_WHAT THIS TASK INVOLVES_: Give everything from the line containing "trace **buttoned blazer**" down to the end of the records as a JSON list of strings, one string per line, with blank lines left out.

_DATASET ROWS_:
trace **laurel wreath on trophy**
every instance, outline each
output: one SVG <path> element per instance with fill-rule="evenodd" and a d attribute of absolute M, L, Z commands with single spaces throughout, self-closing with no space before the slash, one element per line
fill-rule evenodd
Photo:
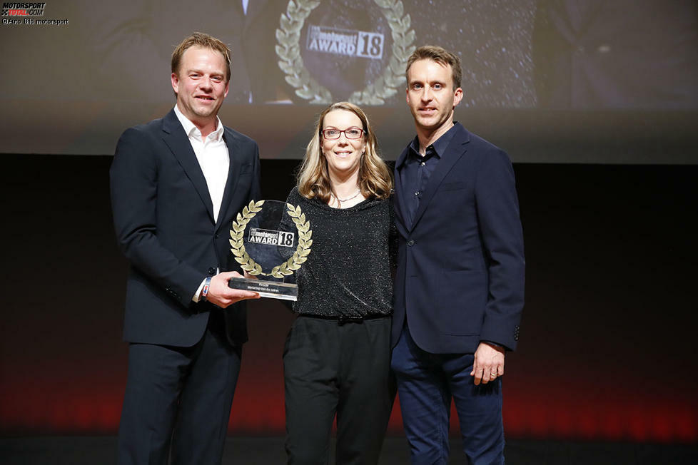
<path fill-rule="evenodd" d="M 240 267 L 250 275 L 283 278 L 284 276 L 293 275 L 293 272 L 300 268 L 300 265 L 308 260 L 308 255 L 310 253 L 310 245 L 313 245 L 310 222 L 305 220 L 305 214 L 300 211 L 300 205 L 293 207 L 290 203 L 286 204 L 288 216 L 293 220 L 295 228 L 298 231 L 298 246 L 290 258 L 272 268 L 271 272 L 265 273 L 262 271 L 262 267 L 245 250 L 245 245 L 243 242 L 247 223 L 250 223 L 250 220 L 253 218 L 258 212 L 261 211 L 263 205 L 264 200 L 258 202 L 252 200 L 248 205 L 243 208 L 241 214 L 238 213 L 231 230 L 231 252 L 235 255 L 235 260 L 240 263 Z"/>
<path fill-rule="evenodd" d="M 385 98 L 397 92 L 405 80 L 405 66 L 415 50 L 415 31 L 410 29 L 411 19 L 405 14 L 400 0 L 373 0 L 393 31 L 393 56 L 383 73 L 365 88 L 351 94 L 349 100 L 358 105 L 382 105 Z M 285 14 L 282 14 L 276 29 L 276 55 L 279 68 L 286 74 L 286 82 L 295 88 L 295 93 L 310 103 L 331 103 L 332 94 L 327 88 L 310 76 L 300 57 L 300 29 L 303 23 L 320 0 L 290 0 Z"/>

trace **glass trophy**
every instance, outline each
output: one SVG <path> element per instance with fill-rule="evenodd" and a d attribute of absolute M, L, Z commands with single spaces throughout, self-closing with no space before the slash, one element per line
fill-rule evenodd
<path fill-rule="evenodd" d="M 300 206 L 278 200 L 252 200 L 231 229 L 231 252 L 251 277 L 233 277 L 228 286 L 263 297 L 295 300 L 298 287 L 286 282 L 308 260 L 310 223 Z"/>

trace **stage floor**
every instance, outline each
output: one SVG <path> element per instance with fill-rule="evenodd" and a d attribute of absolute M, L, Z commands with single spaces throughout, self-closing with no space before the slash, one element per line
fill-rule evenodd
<path fill-rule="evenodd" d="M 111 465 L 116 460 L 114 436 L 0 438 L 3 465 Z M 465 464 L 460 441 L 451 439 L 450 464 Z M 698 446 L 629 443 L 510 440 L 507 465 L 694 465 Z M 283 438 L 230 437 L 223 465 L 274 465 L 285 461 Z M 334 464 L 334 461 L 330 461 Z M 388 436 L 380 465 L 409 464 L 403 436 Z"/>

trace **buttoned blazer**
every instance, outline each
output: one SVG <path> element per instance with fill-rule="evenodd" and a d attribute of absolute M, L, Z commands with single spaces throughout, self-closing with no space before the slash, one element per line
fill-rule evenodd
<path fill-rule="evenodd" d="M 514 349 L 524 303 L 524 250 L 509 157 L 456 123 L 410 224 L 395 163 L 399 232 L 392 344 L 405 318 L 433 353 L 472 353 L 480 341 Z"/>
<path fill-rule="evenodd" d="M 174 111 L 127 129 L 110 170 L 120 248 L 131 262 L 124 340 L 191 347 L 203 334 L 212 304 L 191 299 L 208 275 L 237 270 L 230 228 L 259 199 L 259 153 L 248 137 L 225 128 L 230 168 L 218 221 L 203 173 Z M 230 342 L 247 340 L 244 302 L 224 312 Z"/>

_EXPECTED ANSWER_:
[
  "trace **buttoned blazer**",
  "every instance, outline each",
  "output: one SVG <path> element per instance with fill-rule=\"evenodd\" and a d attribute of absolute M, L, Z commands with single spaces throughout, self-closing with no space before the slash, one element per line",
  "fill-rule evenodd",
  "<path fill-rule=\"evenodd\" d=\"M 514 349 L 524 303 L 524 250 L 509 157 L 456 123 L 410 224 L 395 163 L 399 232 L 392 344 L 405 318 L 433 353 L 472 353 L 480 341 Z\"/>",
  "<path fill-rule=\"evenodd\" d=\"M 174 111 L 127 129 L 110 170 L 120 248 L 131 262 L 124 340 L 191 347 L 203 334 L 212 304 L 191 299 L 208 275 L 237 270 L 230 228 L 259 199 L 259 153 L 248 137 L 225 128 L 230 168 L 218 221 L 203 173 Z M 230 342 L 247 340 L 244 302 L 224 312 Z\"/>"
]